- PETUNJUK
#1 Menurut kutipan halaman tentang Krishna Aditya Prajogo, di jurusan dan universitas mana ia mulai menekuni fotografi?
#2 Tentukan apakah setiap pernyataan berikut sesuai dengan kutipan halaman tentang Krishna Aditya Prajogo. Jawab ya atau tidak, lalu kutip kata-kata penentunya persis dari kutipan itu.
(a) Krishna membagikan kisah perjalanannya kepada sekitar 90 orang.
(b) PSS Merit Award yang diraih Krishna berasal dari Jepang.
(c) Tadao Ando menjadi kepala regu perjalanan Krishna ke Jepang.
#3 Lanjutkan kutipan halaman tentang perjalanan arsitektur Krishna Aditya Prajogo ke Jepang, mulai setelah kalimat terakhirnya.

- KUTIPAN HALAMAN
“Japan
Architecture in My Frame”
“Travelling in my
mind, DSLR in my arms, and architecture in my heart”
Bulan ini, di bawah naungan
langit, seorang pria yang berprofesi sebagai arsitek sekaligus juga
berkecimpung dalam dunia fotografi, Krishna Aditya Prajogo, membagikan kisah
perjalanannya ke Negeri Sakura kepada sekitar 90 orang audiens.
Krishna sudah memulai dunia
fotografinya semenjak kuliah di Jurusan Arsitektur Universitas Tarumanegara
Jakarta. Kemudian memfokuskan dirinya untuk Resort
& Architecture photographer. Selain menyukai arsitektur dan fotografi,
Krishna juga memiliki hobi travelling.
Ia berpendapat bahwa kunci sukses bagi seorang arsitek adalah sebanyak –
banyaknya melihat dunia. Dan fotografi baginya menjadi media kunci yang
menghubungkan dunia arsitektur dan dunia travelling.
Melalui lensa kameranya,
Krishna dapat mengambil sudut – sudut dengan komposisi yang menarik yang
terkadang terlewatkan oleh mata biasa. Dengan memahami filosofi ini, menurut
Krishna, seorang arsitek menjadi lebih peka terhadap skala ruang, serta terus
melatih rasa tentang keindahan.
Dedikasi tersebut yang
memotivasi Krishna pergi ke negeri Sakura untuk melihat dunia yang lain serta
mengunjungi karya maestro arsitek Tadao Ando, Kengo Kuma, Sou Fujimoto, Ryue
Nishinawa, dan lainnya. Ia mendapatkan kesempatan travelling bersama Andra Matin sebagai kepala regu perjalanan.
Ekskursi arsitektur Jepang ini telah membuat jiwa fotografinya berteriak untuk
mengabadikan setiap detail serta pengalaman ruang, mencari angle, dan ‘menelannya’ ke dalam kamera – nya.
Dengan kameranya Krishna juga
sudah memenangkan beberapa penghargaan bergengsi antara lain juara 1 pada Lomba
Foto Arsitektur HUT Sketsa : Spirit of Architecture (2008), meraih juara 1 di
Rally Photo Kota Denpasar (2010), dan juga penghargaan kelas internasional
seperti PSS Merit Award dari Singapura (2009). Karya Krishna pun juga sudah
banyak dimuat di media publikasi dan buku antara lain 50 +MERGING Indonesian
Architects oleh Imelda Akmal, serta yang terbaru adalah majalah Elle Decoration
edisi September 2011. Hasil fotonya pun pernah masuk ke dalam official website St. Mary of The Angels Church, Singapore.

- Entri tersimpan

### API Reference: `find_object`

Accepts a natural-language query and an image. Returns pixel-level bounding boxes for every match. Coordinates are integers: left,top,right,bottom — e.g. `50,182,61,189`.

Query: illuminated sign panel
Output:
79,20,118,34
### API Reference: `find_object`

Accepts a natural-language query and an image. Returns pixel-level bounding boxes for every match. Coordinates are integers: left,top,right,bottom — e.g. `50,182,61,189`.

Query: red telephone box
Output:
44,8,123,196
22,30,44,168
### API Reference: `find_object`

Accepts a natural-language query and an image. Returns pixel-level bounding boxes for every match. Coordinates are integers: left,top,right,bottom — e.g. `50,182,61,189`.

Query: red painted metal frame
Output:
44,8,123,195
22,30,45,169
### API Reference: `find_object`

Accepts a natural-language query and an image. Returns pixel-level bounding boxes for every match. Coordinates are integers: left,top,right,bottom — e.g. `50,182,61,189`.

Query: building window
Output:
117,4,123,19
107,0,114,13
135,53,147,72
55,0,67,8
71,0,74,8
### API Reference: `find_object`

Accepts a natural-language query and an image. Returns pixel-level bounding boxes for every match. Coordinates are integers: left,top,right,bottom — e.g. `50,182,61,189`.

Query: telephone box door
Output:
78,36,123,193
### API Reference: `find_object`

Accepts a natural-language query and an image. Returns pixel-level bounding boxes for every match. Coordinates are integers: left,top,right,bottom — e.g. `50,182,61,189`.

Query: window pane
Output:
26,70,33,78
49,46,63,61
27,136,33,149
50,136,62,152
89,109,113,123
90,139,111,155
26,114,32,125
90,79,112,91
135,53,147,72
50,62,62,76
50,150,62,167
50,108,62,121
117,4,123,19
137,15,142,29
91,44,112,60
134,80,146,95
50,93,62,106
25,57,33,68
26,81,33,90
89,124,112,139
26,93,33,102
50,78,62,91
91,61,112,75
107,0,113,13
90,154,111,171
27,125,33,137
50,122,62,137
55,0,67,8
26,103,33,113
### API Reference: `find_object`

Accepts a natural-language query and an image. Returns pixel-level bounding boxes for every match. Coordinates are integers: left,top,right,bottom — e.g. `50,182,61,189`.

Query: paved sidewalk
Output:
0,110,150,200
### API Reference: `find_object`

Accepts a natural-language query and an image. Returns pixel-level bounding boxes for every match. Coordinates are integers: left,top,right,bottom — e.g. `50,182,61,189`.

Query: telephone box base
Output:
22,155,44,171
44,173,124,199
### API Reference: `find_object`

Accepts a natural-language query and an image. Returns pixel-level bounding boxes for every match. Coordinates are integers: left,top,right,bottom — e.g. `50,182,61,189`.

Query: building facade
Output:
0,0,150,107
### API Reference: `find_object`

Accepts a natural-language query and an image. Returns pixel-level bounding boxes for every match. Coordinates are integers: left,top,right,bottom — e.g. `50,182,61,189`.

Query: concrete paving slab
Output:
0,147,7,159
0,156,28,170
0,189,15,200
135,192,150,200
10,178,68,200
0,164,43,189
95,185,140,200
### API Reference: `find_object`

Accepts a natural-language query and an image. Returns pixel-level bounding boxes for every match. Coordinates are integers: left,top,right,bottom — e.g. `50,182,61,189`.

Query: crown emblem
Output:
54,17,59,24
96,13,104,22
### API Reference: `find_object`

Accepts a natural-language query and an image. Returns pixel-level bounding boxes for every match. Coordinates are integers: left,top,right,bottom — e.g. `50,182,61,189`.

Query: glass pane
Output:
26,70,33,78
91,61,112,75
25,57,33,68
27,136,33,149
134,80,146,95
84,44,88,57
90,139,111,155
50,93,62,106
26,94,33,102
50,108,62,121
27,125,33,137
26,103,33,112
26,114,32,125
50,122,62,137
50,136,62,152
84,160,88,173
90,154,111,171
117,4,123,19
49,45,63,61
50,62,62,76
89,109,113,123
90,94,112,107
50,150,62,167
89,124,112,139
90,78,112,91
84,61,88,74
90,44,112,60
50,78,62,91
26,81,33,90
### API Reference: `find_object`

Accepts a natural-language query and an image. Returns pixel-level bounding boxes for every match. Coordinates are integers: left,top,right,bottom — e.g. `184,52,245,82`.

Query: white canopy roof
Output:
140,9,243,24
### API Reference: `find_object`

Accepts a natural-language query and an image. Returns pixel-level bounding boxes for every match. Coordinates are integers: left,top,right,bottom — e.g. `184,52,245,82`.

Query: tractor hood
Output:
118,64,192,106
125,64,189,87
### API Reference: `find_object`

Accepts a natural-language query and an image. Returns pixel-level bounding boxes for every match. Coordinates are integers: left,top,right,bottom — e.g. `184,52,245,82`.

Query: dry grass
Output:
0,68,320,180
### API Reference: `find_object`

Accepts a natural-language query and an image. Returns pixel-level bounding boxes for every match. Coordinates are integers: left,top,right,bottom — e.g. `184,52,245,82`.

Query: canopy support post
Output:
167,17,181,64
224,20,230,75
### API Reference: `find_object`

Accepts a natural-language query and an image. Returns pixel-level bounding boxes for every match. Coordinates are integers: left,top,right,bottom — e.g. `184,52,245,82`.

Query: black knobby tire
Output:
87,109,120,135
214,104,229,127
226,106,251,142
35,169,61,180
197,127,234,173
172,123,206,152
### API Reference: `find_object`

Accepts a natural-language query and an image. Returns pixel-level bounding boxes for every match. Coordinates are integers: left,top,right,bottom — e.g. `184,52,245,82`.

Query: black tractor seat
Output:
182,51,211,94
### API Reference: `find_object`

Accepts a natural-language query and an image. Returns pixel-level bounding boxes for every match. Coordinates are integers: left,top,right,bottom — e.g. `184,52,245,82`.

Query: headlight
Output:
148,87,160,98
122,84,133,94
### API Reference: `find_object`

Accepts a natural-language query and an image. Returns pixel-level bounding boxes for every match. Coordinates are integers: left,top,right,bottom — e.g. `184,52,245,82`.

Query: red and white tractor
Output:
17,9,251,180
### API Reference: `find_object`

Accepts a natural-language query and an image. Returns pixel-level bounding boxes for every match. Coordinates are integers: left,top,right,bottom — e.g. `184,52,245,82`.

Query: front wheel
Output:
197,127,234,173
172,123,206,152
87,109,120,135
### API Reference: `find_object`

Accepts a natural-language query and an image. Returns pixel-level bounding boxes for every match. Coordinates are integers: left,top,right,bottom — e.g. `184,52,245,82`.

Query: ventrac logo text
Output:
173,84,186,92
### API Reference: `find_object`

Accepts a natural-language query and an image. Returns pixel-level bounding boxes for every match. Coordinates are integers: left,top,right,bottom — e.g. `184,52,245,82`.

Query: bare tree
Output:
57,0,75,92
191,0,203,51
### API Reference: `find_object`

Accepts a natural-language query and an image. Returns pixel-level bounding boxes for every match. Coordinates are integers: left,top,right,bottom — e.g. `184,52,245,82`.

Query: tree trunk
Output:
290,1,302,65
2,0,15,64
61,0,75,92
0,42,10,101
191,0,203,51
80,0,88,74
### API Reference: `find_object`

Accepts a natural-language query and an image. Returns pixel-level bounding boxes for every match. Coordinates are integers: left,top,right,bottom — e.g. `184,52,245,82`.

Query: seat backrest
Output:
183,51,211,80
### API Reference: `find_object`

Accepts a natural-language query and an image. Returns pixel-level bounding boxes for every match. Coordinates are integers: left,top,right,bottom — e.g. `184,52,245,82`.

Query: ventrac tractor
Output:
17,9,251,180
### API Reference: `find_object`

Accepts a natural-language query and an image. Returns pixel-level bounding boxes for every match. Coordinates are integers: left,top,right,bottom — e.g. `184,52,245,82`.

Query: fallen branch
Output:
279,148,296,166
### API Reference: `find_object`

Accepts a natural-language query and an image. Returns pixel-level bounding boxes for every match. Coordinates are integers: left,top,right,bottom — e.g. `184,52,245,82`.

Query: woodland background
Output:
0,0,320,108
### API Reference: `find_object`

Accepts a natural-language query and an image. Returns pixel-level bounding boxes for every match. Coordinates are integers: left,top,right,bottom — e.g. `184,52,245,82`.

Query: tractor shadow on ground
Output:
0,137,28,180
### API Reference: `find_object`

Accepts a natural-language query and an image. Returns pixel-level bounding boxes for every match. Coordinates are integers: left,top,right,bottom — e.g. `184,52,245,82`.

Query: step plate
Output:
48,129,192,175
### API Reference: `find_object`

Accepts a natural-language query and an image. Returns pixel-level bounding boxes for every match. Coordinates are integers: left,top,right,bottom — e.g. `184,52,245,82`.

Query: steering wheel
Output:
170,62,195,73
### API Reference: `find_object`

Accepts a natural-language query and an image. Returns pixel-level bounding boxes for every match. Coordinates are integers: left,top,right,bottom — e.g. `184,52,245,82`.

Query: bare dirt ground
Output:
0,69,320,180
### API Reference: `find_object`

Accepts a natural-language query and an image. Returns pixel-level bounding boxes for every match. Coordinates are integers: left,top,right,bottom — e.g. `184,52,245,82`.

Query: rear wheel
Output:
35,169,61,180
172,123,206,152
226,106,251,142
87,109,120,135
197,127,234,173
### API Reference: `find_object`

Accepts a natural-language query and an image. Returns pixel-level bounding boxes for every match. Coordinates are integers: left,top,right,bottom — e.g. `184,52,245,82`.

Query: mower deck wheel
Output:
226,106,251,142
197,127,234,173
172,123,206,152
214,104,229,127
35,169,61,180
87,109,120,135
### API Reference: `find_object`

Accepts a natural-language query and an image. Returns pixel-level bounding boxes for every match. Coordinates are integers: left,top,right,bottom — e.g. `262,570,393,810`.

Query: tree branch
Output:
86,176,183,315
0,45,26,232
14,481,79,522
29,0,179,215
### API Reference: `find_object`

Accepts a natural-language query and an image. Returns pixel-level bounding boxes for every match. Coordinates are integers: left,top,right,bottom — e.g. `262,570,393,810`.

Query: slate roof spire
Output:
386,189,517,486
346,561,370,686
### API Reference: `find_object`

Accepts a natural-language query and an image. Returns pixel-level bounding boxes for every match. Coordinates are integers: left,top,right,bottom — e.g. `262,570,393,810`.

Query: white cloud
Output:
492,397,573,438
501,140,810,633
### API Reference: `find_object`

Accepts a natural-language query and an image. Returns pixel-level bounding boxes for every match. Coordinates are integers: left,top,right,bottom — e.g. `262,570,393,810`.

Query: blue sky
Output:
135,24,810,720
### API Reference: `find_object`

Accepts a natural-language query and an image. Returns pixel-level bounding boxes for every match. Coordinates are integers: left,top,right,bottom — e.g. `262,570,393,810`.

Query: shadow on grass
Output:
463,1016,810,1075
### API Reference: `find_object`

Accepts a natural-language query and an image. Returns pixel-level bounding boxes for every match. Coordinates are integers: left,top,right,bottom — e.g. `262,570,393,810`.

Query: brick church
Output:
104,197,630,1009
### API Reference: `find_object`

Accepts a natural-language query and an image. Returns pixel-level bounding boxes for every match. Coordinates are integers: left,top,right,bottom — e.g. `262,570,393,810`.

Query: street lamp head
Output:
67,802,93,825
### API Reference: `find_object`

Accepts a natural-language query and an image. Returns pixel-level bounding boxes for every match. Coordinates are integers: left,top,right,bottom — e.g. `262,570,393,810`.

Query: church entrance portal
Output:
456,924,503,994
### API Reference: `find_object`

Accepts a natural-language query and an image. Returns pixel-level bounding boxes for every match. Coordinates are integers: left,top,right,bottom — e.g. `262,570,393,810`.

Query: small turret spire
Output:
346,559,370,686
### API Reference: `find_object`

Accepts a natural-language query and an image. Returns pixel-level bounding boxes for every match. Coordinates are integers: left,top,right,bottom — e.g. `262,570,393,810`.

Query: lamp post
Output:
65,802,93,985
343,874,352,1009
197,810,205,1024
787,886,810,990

- KUMPULAN JAWABAN
#1 Di Jurusan Arsitektur Universitas Tarumanegara Jakarta.

#2
(a) Ya: "kepada sekitar 90 orang audiens"
(b) Tidak: "PSS Merit Award dari Singapura (2009)"
(c) Tidak: "Andra Matin sebagai kepala regu perjalanan"

#3
Bagi Krishna, pengalaman
adalah guru yang sangat berharga, tidak dapat dinilai dengan materi, namun akan
lebih berharga ketika kita juga membagikannya kepada orang lain. Krishna
berkata “Di hari esok ketika mungkin kita sudah lupa, semoga masih ada insan
yang mengenangnya”.
Selain menceritakan kisah
perjalanannya, Krishna juga memperlihatkan video dan foto – foto hasil
bidikannya pada para audien serta memajang beberapa hasil karya fotografinya.
Acara pun dilanjutkan dengan
sesi tanya jawab. Penanya pertama adalah Errik, presenter AUB3 #15, Errik
menanyakan, mengapa dari setiap bangunan yang diperlihatkan oleh Krishna
terlihat sepi, dan hening. Ia juga menanyakan apakah pada desa tradisional yang
disinggahi Krishna terdapat sistem bangunan komunal seperti yang ada di desa
tradisional Bali (Banjar / Bale). Krishna menjawab dengan jelas bahwa dari yang
ia lihat tidak ada bangunan komunal, yang ada hanyalah bangunan peribadatan
yang memiliki ciri khas yaitu memiliki massa bangunan yang lebih besar.
Krishna menjelaskan juga mengapa hampir
sebagian besar bangunan yang terdapat pada fotonya terlihat hening, menurutnya
lokasi bangunan tersebut memang tidak ramai, terpencil, dan tidak ada kendaraan
umum, akses hanya menggunakan sepeda. Selain itu, kondisi tersebut justru
membuat Krishna, yang juga seorang fotografer, lebih dapat mengeskplor bangunan
tersebut.
Penanya lainnya adalah Rizeki,
presenter AUB3 #14, ia bertanya apa kesan yang ingin disampaikan oleh Krishna
melalui foto – fotonya. Krisna pun menjawabnya dengan cepat dan tegas. Sebagai
seorang arsitek, kita dapat menjadikan fotografi sebagai sebuah media
pembelajaran. Kita dapat membagikan apa yang kita lihat terhadap orang lain
melalui foto – foto tersebut.
Space, Sequence, dan Surprise
adalah tiga hal yang paling dirasakan oleh Krishna dari perjalanan
arsitekturalnya ke negeri Sakura.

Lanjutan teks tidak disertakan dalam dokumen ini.